— start THE RECORDS —
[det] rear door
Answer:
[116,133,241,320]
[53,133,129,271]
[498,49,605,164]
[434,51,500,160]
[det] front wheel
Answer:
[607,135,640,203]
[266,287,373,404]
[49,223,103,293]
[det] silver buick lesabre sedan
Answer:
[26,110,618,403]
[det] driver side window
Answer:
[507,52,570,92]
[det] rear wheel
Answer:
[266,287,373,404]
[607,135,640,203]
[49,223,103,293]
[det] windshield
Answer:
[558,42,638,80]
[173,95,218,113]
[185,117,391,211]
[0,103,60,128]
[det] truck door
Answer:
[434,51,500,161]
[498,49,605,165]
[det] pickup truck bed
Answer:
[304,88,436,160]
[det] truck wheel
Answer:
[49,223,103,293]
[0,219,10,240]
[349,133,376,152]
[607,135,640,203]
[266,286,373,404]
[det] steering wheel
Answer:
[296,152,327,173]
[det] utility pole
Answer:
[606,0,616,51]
— end THE RECORDS —
— start THE RECORDS —
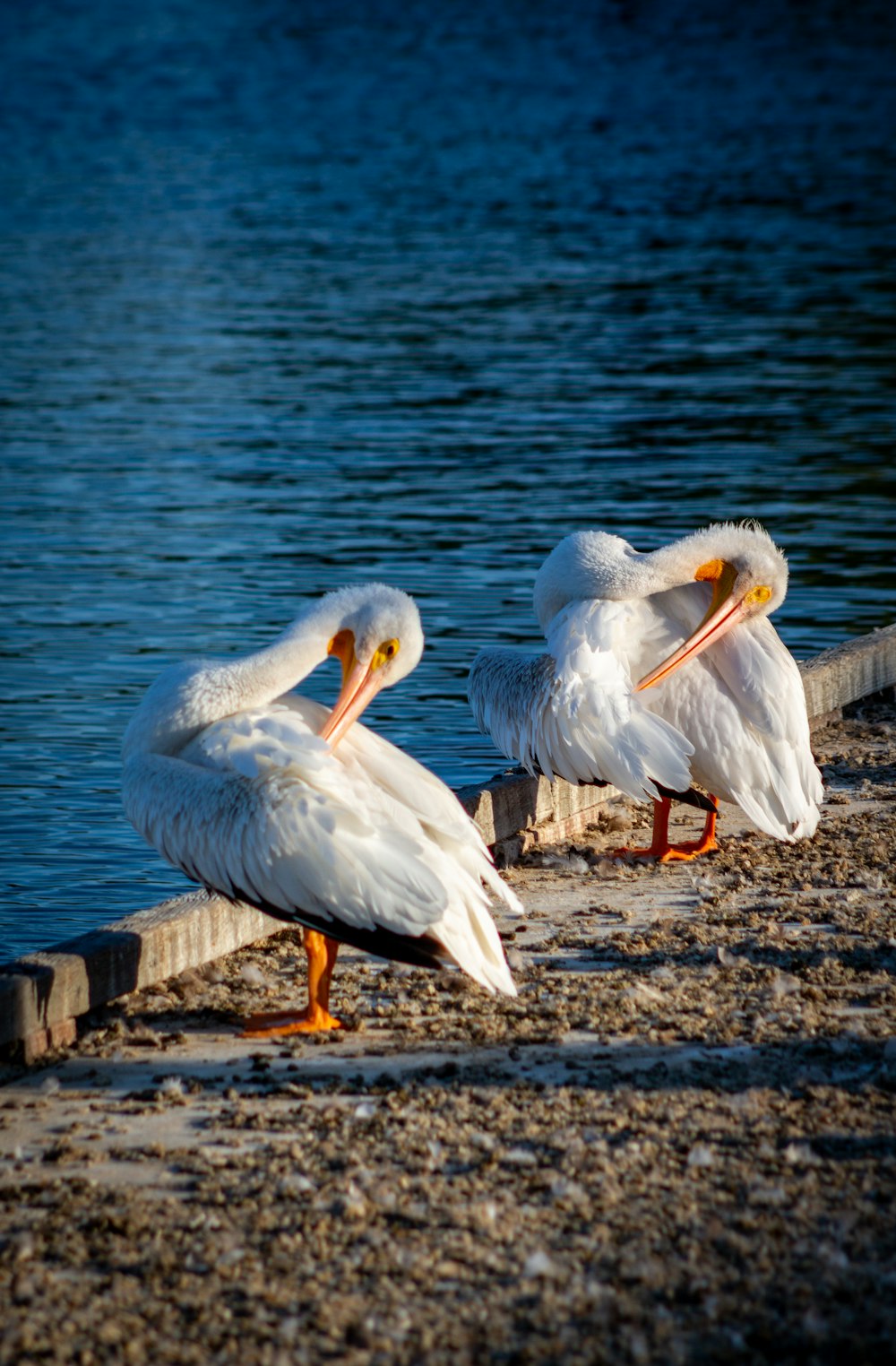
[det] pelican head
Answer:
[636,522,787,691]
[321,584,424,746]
— end THE RECORDS —
— start THE RECORDS —
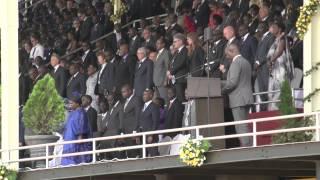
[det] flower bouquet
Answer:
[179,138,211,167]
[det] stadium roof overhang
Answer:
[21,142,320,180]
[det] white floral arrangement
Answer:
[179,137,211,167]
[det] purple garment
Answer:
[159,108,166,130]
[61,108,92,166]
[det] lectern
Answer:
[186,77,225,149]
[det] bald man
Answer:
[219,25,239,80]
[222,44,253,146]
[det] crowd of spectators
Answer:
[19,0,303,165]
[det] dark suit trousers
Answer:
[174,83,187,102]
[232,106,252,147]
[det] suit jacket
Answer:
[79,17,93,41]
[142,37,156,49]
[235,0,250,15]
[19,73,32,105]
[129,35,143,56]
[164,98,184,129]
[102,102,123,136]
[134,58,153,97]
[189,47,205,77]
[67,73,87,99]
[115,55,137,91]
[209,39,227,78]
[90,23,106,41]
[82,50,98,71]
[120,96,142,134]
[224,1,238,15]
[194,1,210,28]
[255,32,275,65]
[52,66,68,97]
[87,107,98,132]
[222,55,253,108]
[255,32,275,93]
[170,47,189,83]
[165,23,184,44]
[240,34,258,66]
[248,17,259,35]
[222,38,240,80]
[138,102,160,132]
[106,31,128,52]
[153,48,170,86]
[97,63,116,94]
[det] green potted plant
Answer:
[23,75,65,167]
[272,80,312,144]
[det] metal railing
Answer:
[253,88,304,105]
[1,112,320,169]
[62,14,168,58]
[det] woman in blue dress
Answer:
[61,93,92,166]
— end THE RECORDS —
**EXERCISE TASK**
Rewrite the entries from the line with "[det] silver buick lesabre sedan" to the line with "[296,152,327,173]", replacing "truck" with "vehicle" and keeping everything else the same.

**OUTPUT OF THE EXERCISE**
[det] silver buick lesabre sedan
Answer:
[26,110,618,403]
[det] driver side window
Answer:
[507,52,570,92]
[det] rear wheel
Answer:
[266,287,373,404]
[607,135,640,203]
[49,223,103,293]
[det] windshield
Answer:
[558,42,638,80]
[173,95,218,113]
[185,117,391,211]
[0,103,60,128]
[det] vehicle door
Answer:
[434,51,500,161]
[498,49,605,165]
[det] pickup vehicle bed
Answer:
[304,88,436,160]
[det] vehicle wheel
Answer:
[49,223,103,293]
[0,219,10,240]
[349,133,376,152]
[607,135,640,203]
[266,286,373,404]
[det] steering wheel
Answer:
[296,152,327,173]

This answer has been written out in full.